◆ The data ◆
/---

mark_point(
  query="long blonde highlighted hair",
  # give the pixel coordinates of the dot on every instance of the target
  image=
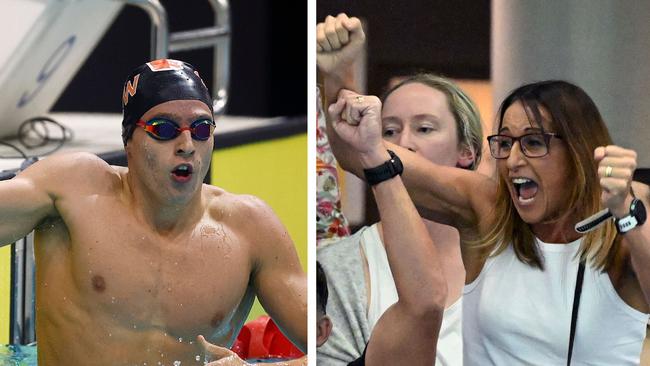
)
(575, 117)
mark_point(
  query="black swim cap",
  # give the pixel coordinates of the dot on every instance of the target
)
(157, 82)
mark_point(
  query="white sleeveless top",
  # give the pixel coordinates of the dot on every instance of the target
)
(383, 294)
(515, 314)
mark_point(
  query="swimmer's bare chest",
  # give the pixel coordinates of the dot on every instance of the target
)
(117, 270)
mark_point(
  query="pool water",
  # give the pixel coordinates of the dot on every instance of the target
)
(18, 355)
(26, 356)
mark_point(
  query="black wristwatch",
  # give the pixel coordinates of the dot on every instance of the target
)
(391, 168)
(635, 218)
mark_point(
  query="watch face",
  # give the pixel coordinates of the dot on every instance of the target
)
(638, 210)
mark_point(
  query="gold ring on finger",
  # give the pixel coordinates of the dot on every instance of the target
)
(608, 171)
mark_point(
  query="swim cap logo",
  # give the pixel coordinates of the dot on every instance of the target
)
(197, 74)
(130, 89)
(165, 64)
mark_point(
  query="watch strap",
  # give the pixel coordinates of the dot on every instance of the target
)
(389, 169)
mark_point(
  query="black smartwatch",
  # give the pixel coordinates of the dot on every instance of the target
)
(391, 168)
(635, 218)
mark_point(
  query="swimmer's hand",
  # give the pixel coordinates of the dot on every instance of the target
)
(339, 42)
(222, 356)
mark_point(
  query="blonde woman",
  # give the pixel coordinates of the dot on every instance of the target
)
(556, 165)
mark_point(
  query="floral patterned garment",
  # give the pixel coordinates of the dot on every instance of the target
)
(330, 221)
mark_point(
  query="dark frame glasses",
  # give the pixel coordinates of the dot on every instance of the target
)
(164, 129)
(533, 145)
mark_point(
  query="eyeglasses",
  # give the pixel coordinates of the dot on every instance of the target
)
(164, 129)
(533, 145)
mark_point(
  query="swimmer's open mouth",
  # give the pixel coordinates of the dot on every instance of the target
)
(526, 189)
(182, 171)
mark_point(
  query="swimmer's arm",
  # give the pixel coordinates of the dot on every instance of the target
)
(278, 278)
(638, 242)
(26, 200)
(407, 332)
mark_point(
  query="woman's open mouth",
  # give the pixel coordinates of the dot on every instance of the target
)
(526, 189)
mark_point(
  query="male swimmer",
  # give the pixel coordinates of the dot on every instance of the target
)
(135, 264)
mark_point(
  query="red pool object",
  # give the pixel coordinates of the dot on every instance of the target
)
(261, 338)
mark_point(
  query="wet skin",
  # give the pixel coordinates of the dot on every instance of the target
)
(133, 264)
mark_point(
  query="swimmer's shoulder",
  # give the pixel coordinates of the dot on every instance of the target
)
(244, 205)
(247, 211)
(70, 171)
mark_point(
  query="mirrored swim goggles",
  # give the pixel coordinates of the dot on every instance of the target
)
(164, 129)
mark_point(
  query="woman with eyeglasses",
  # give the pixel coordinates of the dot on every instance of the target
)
(537, 290)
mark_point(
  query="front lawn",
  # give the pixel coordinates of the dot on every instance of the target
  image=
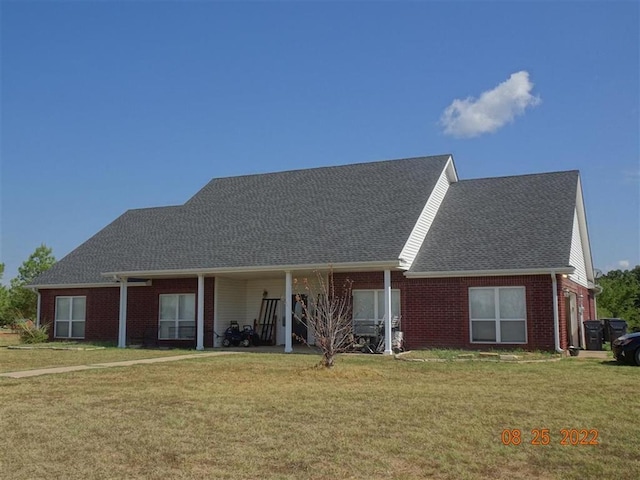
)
(275, 416)
(43, 356)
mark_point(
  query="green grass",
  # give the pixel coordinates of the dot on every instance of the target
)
(456, 354)
(275, 416)
(42, 356)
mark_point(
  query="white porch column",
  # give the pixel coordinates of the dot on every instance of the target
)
(288, 308)
(387, 312)
(200, 314)
(39, 300)
(122, 326)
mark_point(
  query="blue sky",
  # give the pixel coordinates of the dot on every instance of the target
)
(108, 106)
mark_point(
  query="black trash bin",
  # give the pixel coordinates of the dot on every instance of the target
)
(593, 333)
(617, 328)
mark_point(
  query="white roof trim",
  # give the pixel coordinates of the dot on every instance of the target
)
(258, 269)
(584, 233)
(63, 286)
(491, 273)
(427, 216)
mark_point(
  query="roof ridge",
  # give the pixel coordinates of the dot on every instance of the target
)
(539, 174)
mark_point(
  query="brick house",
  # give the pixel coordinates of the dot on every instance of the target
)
(492, 262)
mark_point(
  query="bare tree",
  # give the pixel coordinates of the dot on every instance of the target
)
(327, 314)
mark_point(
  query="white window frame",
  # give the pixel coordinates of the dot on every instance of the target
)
(379, 316)
(497, 320)
(69, 319)
(176, 321)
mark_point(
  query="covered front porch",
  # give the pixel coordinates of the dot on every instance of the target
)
(207, 303)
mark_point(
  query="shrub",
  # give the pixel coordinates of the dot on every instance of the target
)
(29, 332)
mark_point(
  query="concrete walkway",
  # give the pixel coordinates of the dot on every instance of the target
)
(126, 363)
(600, 354)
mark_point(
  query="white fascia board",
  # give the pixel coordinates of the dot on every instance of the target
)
(490, 273)
(427, 216)
(584, 232)
(358, 266)
(61, 286)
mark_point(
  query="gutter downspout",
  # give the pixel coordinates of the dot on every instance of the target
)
(556, 314)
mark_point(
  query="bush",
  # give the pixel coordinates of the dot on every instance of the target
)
(29, 332)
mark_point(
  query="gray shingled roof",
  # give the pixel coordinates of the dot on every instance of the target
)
(521, 222)
(353, 213)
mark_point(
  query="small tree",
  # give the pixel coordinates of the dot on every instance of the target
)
(22, 301)
(5, 317)
(327, 314)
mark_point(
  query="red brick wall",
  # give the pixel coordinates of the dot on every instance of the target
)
(435, 311)
(143, 303)
(102, 311)
(588, 304)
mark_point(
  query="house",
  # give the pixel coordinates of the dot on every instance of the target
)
(475, 263)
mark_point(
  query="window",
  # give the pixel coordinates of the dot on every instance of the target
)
(369, 304)
(498, 315)
(70, 317)
(177, 317)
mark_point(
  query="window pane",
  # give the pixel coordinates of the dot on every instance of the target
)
(363, 304)
(482, 303)
(512, 332)
(186, 330)
(380, 301)
(62, 308)
(395, 303)
(512, 303)
(77, 329)
(166, 329)
(187, 308)
(168, 307)
(483, 331)
(62, 329)
(78, 311)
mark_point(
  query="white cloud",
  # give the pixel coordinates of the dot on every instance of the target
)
(472, 117)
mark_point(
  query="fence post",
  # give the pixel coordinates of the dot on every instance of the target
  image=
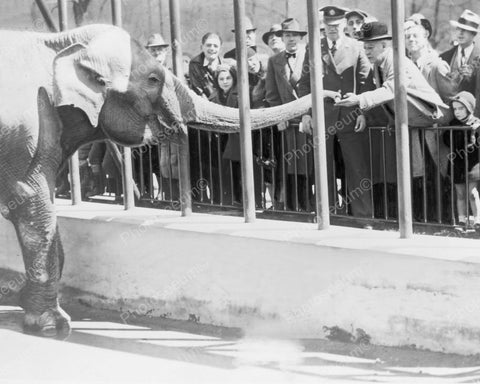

\---

◆ Short exercise ◆
Find every line in the records above that contains the word "roof", and copy each of those lines.

◆ Result ◆
  query="white roof trim",
  query="roof ridge",
  query="gray shingled roof",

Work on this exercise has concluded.